PROBLEM » Please copy out the data below, swapping "Target" for "Label" every time it occurs and leaving everything else unchanged.

§ §

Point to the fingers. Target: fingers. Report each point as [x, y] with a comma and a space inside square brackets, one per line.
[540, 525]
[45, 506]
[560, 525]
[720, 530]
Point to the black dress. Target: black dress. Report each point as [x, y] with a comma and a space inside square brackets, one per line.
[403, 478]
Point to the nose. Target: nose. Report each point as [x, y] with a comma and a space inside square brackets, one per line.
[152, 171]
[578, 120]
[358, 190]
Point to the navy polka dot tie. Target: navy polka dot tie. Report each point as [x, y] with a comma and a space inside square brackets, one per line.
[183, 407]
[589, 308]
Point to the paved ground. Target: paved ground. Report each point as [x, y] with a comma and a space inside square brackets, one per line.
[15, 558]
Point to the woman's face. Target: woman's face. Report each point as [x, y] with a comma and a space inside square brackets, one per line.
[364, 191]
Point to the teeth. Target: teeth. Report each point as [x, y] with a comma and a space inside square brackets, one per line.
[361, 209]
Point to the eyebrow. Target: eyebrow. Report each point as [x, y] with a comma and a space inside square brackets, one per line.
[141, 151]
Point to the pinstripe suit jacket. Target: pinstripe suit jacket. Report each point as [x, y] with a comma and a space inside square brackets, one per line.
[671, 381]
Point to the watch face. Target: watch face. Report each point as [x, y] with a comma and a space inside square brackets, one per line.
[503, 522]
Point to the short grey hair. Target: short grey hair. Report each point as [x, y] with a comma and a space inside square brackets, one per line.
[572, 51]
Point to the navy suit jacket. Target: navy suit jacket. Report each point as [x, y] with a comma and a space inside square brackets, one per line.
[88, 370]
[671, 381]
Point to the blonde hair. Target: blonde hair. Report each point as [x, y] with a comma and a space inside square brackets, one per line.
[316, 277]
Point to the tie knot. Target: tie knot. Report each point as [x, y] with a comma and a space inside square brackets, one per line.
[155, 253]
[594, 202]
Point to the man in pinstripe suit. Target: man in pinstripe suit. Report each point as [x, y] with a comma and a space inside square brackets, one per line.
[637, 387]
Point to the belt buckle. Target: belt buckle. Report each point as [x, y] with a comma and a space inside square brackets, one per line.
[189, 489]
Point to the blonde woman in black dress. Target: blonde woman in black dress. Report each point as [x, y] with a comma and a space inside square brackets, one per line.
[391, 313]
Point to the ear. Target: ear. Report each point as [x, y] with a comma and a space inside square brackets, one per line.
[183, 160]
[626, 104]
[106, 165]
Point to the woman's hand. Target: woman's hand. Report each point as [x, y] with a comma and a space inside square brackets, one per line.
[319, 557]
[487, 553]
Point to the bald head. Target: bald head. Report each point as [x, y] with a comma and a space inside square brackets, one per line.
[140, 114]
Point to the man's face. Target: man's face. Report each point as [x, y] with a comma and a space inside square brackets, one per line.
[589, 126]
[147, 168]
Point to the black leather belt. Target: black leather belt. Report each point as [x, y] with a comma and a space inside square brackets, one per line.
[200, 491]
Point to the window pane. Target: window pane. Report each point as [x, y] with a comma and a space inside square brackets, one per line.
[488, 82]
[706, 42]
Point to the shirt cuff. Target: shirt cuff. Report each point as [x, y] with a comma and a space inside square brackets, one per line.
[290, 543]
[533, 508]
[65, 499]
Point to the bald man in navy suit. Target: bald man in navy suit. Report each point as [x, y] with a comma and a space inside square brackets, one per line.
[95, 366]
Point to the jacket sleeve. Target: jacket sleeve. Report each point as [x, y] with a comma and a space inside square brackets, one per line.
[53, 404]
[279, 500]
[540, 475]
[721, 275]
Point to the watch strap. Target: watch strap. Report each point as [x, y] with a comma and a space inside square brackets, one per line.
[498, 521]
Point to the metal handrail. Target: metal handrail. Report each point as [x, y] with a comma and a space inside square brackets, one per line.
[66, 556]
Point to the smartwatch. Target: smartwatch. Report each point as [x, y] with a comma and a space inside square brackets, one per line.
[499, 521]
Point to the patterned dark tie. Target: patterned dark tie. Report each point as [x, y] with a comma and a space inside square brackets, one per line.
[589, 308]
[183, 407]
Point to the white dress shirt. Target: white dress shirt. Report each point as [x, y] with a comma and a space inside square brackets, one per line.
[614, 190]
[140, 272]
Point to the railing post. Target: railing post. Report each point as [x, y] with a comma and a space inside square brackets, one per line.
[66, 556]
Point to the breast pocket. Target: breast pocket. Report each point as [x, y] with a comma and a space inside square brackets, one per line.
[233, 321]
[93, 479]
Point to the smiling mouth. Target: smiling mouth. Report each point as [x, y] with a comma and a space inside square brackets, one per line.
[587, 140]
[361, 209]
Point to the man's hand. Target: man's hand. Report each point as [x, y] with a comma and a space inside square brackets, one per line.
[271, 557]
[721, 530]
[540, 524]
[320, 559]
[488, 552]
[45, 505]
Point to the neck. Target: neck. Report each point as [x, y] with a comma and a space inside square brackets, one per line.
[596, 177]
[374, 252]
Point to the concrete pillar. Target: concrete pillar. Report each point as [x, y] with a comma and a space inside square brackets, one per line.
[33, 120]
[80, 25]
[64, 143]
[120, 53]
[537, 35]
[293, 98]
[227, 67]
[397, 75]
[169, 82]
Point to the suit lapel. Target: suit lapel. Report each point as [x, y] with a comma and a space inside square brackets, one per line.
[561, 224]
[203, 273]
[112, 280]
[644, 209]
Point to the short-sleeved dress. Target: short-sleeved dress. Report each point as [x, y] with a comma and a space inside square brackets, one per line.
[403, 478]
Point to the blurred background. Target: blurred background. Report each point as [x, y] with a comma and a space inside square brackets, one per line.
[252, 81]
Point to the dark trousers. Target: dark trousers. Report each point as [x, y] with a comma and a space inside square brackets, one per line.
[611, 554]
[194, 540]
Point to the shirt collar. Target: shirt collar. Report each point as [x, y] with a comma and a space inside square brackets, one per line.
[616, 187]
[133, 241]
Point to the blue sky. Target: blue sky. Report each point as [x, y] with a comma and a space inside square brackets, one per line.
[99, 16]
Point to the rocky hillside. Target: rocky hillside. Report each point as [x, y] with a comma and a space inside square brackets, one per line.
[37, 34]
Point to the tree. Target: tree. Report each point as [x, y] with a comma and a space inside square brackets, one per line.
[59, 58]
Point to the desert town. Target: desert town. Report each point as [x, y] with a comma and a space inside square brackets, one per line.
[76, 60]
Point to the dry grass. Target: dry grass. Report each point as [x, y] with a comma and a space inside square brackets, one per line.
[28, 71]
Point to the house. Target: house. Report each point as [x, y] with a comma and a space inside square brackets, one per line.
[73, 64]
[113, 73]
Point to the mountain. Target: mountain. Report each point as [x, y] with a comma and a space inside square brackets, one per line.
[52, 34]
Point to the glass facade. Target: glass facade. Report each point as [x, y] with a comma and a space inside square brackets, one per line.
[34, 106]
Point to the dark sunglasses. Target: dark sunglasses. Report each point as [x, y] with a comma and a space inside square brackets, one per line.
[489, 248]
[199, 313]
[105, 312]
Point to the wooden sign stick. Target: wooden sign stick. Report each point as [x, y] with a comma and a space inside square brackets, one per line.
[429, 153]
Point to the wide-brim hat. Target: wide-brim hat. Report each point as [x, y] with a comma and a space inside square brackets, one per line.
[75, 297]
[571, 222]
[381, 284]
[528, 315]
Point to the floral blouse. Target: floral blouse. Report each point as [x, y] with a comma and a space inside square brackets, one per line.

§ §

EXERCISE RESPONSE »
Point to the fingers. Label: fingers. Report each point as [x, y] with a comma and a space inside square brackets, one per line.
[540, 525]
[45, 506]
[560, 525]
[720, 530]
Point to the black dress. Label: black dress. Report each point as [x, y] with a comma and a space inside square brackets, one per line.
[403, 478]
Point to the nose. Label: nose. Report each point as [x, y] with a comma and a space inside square brackets, one per line.
[152, 171]
[578, 120]
[358, 190]
Point to the navy polka dot tie. Label: navy polka dot tie. Report each point as [x, y] with a comma and a space inside square brackets, one per line.
[183, 407]
[589, 308]
Point to the paved ground. Label: paved ground. Report each point as [x, y] with a comma and a space inside square brackets, one per line.
[15, 558]
Point to the woman's face. Label: woman's face. Report each point as [x, y] with a comma and a space inside square brackets, one per line.
[364, 191]
Point to the teeth. Label: teeth. Report each point as [x, y] with a comma and a space inside square brackets, one per line.
[361, 209]
Point to the eyebrow. Label: eyebrow. Report each point as [x, y] with a comma and a space inside square brackets, one per line.
[141, 151]
Point to the pinstripe suit jacket. Label: pinstripe suit jacket. Report each point as [x, y] with a comma and a space inside square brackets, one per line.
[671, 381]
Point to the watch face. Label: watch face. Report each point as [x, y] with a comma and a space inside square brackets, one per line.
[503, 522]
Point to the short grey hair. Label: short grey hair. Report each point as [x, y] with a comma and a space inside square brackets, one per line.
[572, 51]
Point to the navy suit jacket. Label: navy suit jacket. Report each point as [x, y] with a comma and a space inside square brackets, one per line.
[88, 370]
[671, 381]
Point to the blonde hair. Label: blonde hair. Report each point as [x, y] with a comma and a space inside square brackets, one per line.
[316, 277]
Point to the tie knot. Label: tie knot. Report each point as [x, y] with a comma and a space inside square brackets, one per line.
[155, 253]
[594, 202]
Point to the man in pinstripe suit. Label: man in pinstripe suit. Report each point as [x, y] with a comma and a space inside square brackets, one per line.
[637, 387]
Point to the belt buckle. Label: belt buckle. Report each point as [x, y] with a comma and a space inside square brackets, one per line.
[189, 489]
Point to the blonde woman in black dress. Label: blonde woman in black dress. Report each point as [x, y] with a comma and a space inside square brackets, one per line.
[391, 313]
Point to the ear. Label: ear. Report each point as [x, y] with a comma and a space inside square brackets, one per line.
[183, 160]
[626, 104]
[106, 165]
Point to the woman's hand. Label: woman's hand. Report each point as [x, y] with a comma and a space inside square brackets, one per line.
[319, 557]
[487, 553]
Point to the bald head. Label: bald head. Report each point as [x, y] with a comma and a space inside square brackets, one per line.
[140, 114]
Point to the man's face. Label: man's face. Report each point as [x, y] with a comma and a space inside square brackets, one per line.
[589, 126]
[147, 168]
Point to the black leather belt. Label: black leather belt. Report each point as [x, y] with a comma and a space inside square brackets, one per line.
[200, 491]
Point to the window pane. Label: window pane. Report each point as [x, y] with a comma and a space inside square brackets, one per line.
[488, 82]
[706, 42]
Point to the shirt cuff. Label: shirt cuff. Report each point as [x, y] with a comma and a space inside square brackets, one per line.
[290, 543]
[533, 508]
[65, 499]
Point to the bald man in navy suit. Label: bald man in navy suit. Report each point as [x, y] with a comma and a space inside square brackets, one per line.
[95, 366]
Point to the jacket sleeve. Label: jacket sleeve. Report each point as [x, y] with a comma and a space inside square brackets, one per line.
[53, 404]
[279, 500]
[540, 475]
[721, 275]
Point to the watch strap. Label: watch strap. Report each point as [x, y] with a comma and a space inside square brackets, one per line.
[498, 521]
Point to the metal handrail. Label: metal handrail. Report each point as [x, y] with a comma and a space inside square brackets, one per line.
[66, 556]
Point to the smartwatch. Label: smartwatch. Report each point as [x, y] with a comma and a space inside square brackets, one per line.
[499, 521]
Point to the patterned dark tie. Label: patterned dark tie. Report each point as [x, y] with a comma and a space inside square brackets, one per line.
[589, 308]
[183, 407]
Point to the white dress shirt. Label: white dress shirt. Report each point as [x, y] with a comma and a space inside square brackets, one per line.
[614, 190]
[140, 272]
Point to the railing post. Label: railing post. Report each point as [x, y] with a comma and a space inside square brackets, one per line.
[66, 556]
Point to the breast pocket. Label: breast pocket. Report each point as [x, y] with a comma and a space inside square brackets, one per line.
[233, 321]
[93, 479]
Point to the smiling mouth. Label: smiling mouth. Report each point as [x, y] with a comma and a space inside square brackets, one per line.
[587, 140]
[361, 209]
Point to the man's hand. Label: man's hand. Report each point as [x, y] with a comma and a space inside square brackets, one per line.
[271, 557]
[721, 530]
[540, 524]
[320, 559]
[488, 552]
[45, 505]
Point to the neck. Label: neck. Report each point as [x, y] with a comma and a space inside square brackets, one per line.
[596, 177]
[374, 252]
Point to the concrete pillar. Label: concrete pillar. Report each point as [x, y] with a comma and a space inside square brackets, one per line.
[33, 120]
[80, 25]
[64, 143]
[120, 53]
[537, 35]
[293, 98]
[227, 67]
[397, 75]
[169, 82]
Point to the suit lapel. Label: suit lapel. Report each point as [x, y] with a comma and a space inside square brackets, one per line.
[561, 224]
[203, 273]
[112, 280]
[644, 209]
Point to the short-sleeved dress. Label: short-sleeved dress. Report each point as [x, y] with a comma and a space inside square brackets, one per line.
[403, 478]
Point to the blurred background. Label: blurred background. Report each point as [x, y] with a comma and a space inside square brackets, one per line.
[252, 81]
Point to the dark trousers. Label: dark trousers. Report each point as [x, y] with a comma and a space inside square brackets, one per line.
[611, 554]
[194, 540]
Point to the shirt collar. Label: shirt collar. Report each point as [x, y] with a comma and a space inside square brackets, one per line.
[616, 187]
[133, 241]
Point to the blue sky. Label: blue sky. Report each point as [x, y] with a comma and a space inside square brackets, one per line.
[99, 16]
Point to the rocky hillside. Label: rocky hillside. Report each point as [x, y] with a comma and a space inside square brackets, one per line.
[37, 34]
Point to the tree. Label: tree. Report each point as [x, y] with a comma and a space inside square brackets, one per line.
[59, 58]
Point to the desert town. Label: desert town. Report each point as [x, y] with a comma and a space inside square brackets, one per line.
[76, 60]
Point to the dry grass. Label: dry grass. Report each point as [x, y] with a comma and a space inside square brackets, one per line.
[28, 71]
Point to the house. Label: house. Report each point as [x, y] with a comma and a space inside square brackets, one per line.
[73, 64]
[113, 73]
Point to the mountain. Label: mountain. Report each point as [x, y] with a comma and a space inside square brackets, one per line.
[52, 34]
Point to the glass facade. Label: glass facade. Report each point as [x, y] with a comma and a space inside square brackets, one per line.
[34, 106]
Point to the dark sunglasses. Label: dark sunglasses. Report each point as [x, y] with a comma and a space inside square brackets, one per line.
[489, 248]
[199, 313]
[105, 312]
Point to the wooden sign stick. Label: wooden sign stick. Report each point as [x, y] with a comma and a space inside square brackets, one per line.
[429, 153]
Point to the wide-brim hat. Label: wide-brim hat. Report each point as [x, y] with a comma and a space inside square brackets, one per line.
[75, 297]
[571, 222]
[381, 284]
[528, 315]
Point to the floral blouse. Label: floral blouse. Report each point as [x, y] with a comma and a space inside square brackets, one per line.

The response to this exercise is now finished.